• _Problems_:
1 - Answer these questions about the review of The Undesirable:
(a) In what year was the film released?
(b) Which actress plays Betty?
(c) Which actor plays opposite her?
2 - Reproduce the review of The Undesirable from "Archivist JohnSenior Editor8" to "in real time.".
3 - From the paragraphs of the review of The Undesirable, not its byline, list every person referred to by a surname.
**** Provided passage ****
The Undesirable (1914) Review: Silent Masterpiece of Irony & Fate

Archivist JohnSenior Editor8 min read

Miklós Mészöly’s 1914 curio, long buried beneath the avalanche of war-era newsreels, unfurls like a parched manuscript suddenly exposed to rain: every frame trembles between folkloric fatalism and proto-modernist cynicism. The tinting veers from tobacco-amber interiors to livid cobalt nightscapes, hinting that emotions here are neither monochrome nor morally convenient.

Visual Alchemy on a Shoestring

While Griffith was erecting Babylonian elephants, The Undesirable weaponized negative space: high-ceiling parlors swallow Betty in diagonal shadows, country roads stretch like verdicts without appellates. The camera rarely dollies; instead, it stares, forcing spectators to metabolize guilt in real time.

Performances Etched in Nitrate

Lili Berky’s Betty carries the porous bewilderment of someone whose personal atlas has been rewritten with disappearing ink; watch her pupils dilate when Nick’s hand brushes hers—an infinitesimal flicker that speaks volumes in a medium robbed of speech. Opposite her, Victor Varconi tempers caddish magnetism with the first tremors of self-disgust, a cocktail later perfected by Barrymore in Don Juan but here still raw.
**** Given entries ****
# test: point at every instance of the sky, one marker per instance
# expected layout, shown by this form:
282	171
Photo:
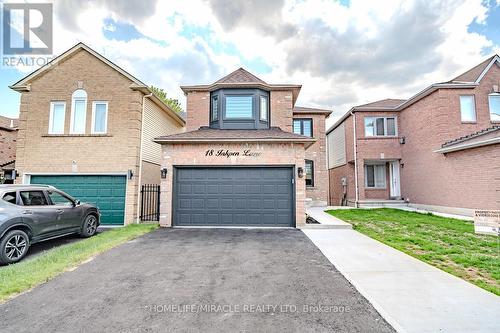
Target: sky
344	53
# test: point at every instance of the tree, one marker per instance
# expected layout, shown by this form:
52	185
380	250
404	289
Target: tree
172	102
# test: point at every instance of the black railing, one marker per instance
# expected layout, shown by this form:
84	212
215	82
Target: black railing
150	202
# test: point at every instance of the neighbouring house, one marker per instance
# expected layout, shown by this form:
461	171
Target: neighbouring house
86	126
438	150
249	157
8	137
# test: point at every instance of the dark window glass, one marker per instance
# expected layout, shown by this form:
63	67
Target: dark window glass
309	173
380	126
302	127
391	126
215	105
239	107
33	198
10	197
370	176
59	199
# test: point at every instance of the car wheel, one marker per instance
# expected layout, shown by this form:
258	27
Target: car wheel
89	227
13	246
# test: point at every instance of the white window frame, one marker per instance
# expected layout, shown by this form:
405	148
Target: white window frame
385	127
73	100
375	176
473	106
51	116
496	95
92	130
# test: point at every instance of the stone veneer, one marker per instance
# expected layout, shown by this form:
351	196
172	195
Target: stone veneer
272	154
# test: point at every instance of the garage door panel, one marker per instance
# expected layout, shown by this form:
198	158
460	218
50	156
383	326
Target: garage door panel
233	196
105	191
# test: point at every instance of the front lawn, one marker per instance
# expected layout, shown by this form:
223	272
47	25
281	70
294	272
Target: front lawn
448	244
31	272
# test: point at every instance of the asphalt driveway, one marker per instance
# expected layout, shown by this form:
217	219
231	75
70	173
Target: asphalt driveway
199	280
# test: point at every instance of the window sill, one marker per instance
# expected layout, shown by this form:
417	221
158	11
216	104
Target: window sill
378	137
75	135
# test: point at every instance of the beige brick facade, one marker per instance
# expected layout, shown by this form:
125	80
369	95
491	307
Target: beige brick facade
275	154
115	152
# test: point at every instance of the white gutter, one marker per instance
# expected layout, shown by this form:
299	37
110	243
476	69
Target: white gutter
138	218
355	159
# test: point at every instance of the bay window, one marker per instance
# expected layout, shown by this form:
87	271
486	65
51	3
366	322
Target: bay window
380	126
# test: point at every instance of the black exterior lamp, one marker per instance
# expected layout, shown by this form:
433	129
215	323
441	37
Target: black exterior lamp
164	172
300	172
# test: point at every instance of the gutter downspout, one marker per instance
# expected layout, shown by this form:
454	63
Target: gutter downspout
356	203
138	218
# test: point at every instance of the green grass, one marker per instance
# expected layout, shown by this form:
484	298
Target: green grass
31	272
448	244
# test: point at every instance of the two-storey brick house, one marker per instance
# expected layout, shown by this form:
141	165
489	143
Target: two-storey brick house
249	157
86	126
438	150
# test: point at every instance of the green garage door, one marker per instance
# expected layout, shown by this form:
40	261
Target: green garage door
106	192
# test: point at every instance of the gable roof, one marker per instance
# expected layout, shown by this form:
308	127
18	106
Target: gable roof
484	137
241	78
469	79
136	84
306	110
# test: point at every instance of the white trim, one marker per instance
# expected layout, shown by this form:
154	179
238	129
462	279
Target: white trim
468	145
72	119
92	129
51	116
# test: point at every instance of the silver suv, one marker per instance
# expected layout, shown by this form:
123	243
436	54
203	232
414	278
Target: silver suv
33	213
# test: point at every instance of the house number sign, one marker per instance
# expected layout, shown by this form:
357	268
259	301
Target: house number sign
231	153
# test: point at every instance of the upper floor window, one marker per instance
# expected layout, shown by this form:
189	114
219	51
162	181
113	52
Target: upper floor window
302	127
99	117
215	108
56	118
263	108
467	108
239	107
78	112
494	101
380	126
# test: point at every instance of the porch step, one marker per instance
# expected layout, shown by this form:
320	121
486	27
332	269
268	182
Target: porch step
381	203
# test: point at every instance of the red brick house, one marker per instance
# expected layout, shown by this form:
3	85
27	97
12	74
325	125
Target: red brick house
8	138
249	157
438	150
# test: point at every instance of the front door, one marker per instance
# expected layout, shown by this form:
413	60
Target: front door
395	179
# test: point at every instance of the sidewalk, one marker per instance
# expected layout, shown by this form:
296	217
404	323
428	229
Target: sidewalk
410	294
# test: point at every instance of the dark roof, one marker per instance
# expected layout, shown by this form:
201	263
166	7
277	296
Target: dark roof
210	134
470	136
240	76
302	109
473	74
383	103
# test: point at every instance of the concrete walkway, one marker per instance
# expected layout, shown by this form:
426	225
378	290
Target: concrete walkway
410	294
325	220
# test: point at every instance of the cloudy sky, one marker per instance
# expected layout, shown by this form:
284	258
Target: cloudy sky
344	52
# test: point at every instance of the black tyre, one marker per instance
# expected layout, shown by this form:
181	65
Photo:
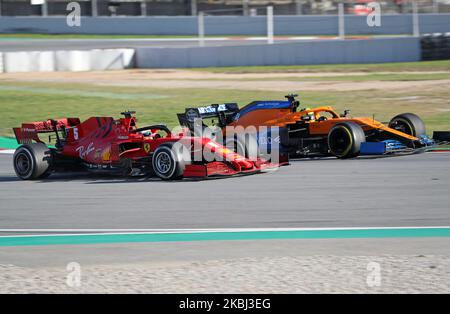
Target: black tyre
169	161
32	161
408	123
245	145
344	139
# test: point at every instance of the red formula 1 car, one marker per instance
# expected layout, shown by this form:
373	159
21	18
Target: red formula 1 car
106	145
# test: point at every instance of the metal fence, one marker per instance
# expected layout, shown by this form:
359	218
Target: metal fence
214	7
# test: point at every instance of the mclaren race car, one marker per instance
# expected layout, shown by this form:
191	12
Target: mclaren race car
106	145
314	132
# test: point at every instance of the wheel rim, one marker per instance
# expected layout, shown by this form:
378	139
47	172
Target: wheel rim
23	164
163	163
340	142
403	126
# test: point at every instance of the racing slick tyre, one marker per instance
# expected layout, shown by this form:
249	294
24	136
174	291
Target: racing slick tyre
344	139
169	161
32	161
408	123
246	146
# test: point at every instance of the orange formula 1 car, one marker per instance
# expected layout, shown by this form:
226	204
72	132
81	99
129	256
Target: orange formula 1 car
318	131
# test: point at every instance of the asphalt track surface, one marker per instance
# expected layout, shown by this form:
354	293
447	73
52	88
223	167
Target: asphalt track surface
86	44
382	192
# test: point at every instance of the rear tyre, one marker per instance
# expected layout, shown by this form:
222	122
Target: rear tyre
408	123
169	161
32	161
246	146
344	140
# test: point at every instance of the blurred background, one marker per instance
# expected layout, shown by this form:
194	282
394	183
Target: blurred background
224	7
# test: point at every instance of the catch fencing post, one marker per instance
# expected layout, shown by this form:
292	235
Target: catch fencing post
270	25
193	7
94	8
201	28
341	21
144	8
416	31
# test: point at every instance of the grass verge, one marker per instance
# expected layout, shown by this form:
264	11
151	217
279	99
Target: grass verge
24	102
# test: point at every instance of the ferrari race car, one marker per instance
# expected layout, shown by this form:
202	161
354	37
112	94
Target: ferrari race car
106	145
314	132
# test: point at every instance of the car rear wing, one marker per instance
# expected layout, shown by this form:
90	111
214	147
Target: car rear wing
225	113
29	132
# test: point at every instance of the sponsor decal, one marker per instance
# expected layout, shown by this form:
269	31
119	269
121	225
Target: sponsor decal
106	154
83	152
211	109
98	154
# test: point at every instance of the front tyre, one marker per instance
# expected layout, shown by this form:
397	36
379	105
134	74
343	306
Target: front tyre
169	161
32	161
408	123
344	139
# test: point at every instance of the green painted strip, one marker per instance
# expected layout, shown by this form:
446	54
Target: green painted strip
8	143
222	236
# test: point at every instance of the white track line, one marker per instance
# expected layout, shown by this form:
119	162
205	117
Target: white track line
7	151
57	232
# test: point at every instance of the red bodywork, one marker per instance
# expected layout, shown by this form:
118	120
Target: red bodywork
104	142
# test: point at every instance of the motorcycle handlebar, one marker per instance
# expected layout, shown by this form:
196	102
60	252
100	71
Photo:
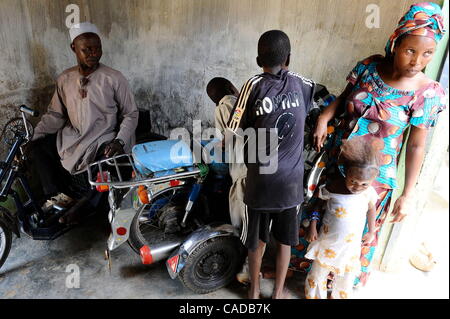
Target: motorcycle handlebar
30	111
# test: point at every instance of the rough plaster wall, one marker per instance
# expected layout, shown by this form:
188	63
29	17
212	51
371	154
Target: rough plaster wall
169	49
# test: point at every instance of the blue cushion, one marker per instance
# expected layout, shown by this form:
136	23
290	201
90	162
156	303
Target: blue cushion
159	156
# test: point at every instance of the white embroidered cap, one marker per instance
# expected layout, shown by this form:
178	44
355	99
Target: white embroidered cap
81	28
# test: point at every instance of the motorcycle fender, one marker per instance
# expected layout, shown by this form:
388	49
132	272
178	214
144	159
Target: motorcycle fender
10	221
175	263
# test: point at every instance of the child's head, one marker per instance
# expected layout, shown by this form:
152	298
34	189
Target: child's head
217	88
360	161
274	49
****
• _Solutions for each task_:
1 -
(a) 1914
(b) Lili Berky
(c) Victor Varconi

2 -
Archivist JohnSenior Editor8 min read

Miklós Mészöly’s 1914 curio, long buried beneath the avalanche of war-era newsreels, unfurls like a parched manuscript suddenly exposed to rain: every frame trembles between folkloric fatalism and proto-modernist cynicism. The tinting veers from tobacco-amber interiors to livid cobalt nightscapes, hinting that emotions here are neither monochrome nor morally convenient.

Visual Alchemy on a Shoestring

While Griffith was erecting Babylonian elephants, The Undesirable weaponized negative space: high-ceiling parlors swallow Betty in diagonal shadows, country roads stretch like verdicts without appellates. The camera rarely dollies; instead, it stares, forcing spectators to metabolize guilt in real time.

3 -
Miklós Mészöly
Griffith
Lili Berky
Victor Varconi
Barrymore